DATA EXCERPTS =>
= = = = = = =
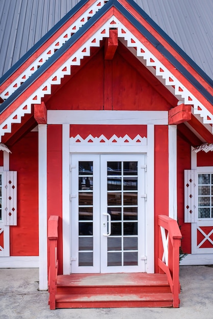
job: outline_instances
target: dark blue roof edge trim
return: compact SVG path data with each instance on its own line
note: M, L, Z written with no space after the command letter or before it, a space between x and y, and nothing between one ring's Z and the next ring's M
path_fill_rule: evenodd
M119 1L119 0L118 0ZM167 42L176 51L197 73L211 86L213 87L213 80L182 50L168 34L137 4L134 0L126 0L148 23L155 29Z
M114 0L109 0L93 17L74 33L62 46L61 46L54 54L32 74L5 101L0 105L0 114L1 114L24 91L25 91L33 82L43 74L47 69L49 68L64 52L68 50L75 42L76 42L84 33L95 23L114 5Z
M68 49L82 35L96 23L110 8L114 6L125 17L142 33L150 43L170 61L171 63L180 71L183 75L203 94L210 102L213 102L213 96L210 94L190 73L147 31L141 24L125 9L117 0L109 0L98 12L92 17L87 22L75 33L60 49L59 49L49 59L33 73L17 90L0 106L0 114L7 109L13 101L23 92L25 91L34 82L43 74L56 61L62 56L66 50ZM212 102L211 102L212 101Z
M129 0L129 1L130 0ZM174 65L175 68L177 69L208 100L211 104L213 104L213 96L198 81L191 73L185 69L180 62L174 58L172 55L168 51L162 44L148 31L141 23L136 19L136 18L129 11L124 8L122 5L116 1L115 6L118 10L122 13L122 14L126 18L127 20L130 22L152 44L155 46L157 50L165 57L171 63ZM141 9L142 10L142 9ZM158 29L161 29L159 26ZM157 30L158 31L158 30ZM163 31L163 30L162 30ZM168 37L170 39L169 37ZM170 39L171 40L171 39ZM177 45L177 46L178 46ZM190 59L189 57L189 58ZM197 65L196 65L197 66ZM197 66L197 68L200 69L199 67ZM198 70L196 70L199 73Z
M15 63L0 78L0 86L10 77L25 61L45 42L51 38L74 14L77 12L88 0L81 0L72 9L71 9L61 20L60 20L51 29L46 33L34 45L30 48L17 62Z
= = = = = = =
WHAT YOU ARE ASKED TO DO => Please repeat the records above word for word, from their start through the line containing "return: compact SVG", and leave the pictures out of your answer.

TASK RESPONSE =>
job: outline_instances
target: dark blue roof edge trim
return: compact SVG path data with each instance on its own line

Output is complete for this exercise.